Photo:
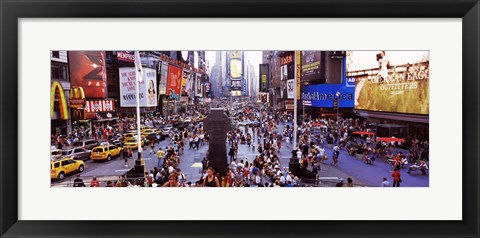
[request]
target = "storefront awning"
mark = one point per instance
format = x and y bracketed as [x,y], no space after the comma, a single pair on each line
[105,116]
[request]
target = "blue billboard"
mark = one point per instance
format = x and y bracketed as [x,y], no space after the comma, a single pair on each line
[322,95]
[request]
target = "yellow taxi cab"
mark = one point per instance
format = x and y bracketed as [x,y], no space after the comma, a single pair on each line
[145,128]
[106,152]
[133,144]
[61,167]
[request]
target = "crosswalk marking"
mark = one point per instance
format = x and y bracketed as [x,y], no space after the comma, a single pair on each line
[328,178]
[121,170]
[196,165]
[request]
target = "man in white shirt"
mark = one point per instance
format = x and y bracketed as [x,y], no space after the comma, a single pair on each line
[233,165]
[241,164]
[385,183]
[289,178]
[282,179]
[299,154]
[321,152]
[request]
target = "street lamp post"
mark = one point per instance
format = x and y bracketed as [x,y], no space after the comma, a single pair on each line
[338,117]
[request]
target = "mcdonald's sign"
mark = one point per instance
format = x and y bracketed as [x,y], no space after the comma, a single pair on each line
[78,114]
[56,91]
[77,97]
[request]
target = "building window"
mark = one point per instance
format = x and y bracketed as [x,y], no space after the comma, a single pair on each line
[59,72]
[56,54]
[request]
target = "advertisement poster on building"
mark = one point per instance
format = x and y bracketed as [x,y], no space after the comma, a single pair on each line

_DESCRIPTION OF THE TASK_
Go through the data above and list every line that includes the string "building", copying each such line in full.

_EXPECTED OUTPUT_
target = "building window"
target = "advertisement poster on building"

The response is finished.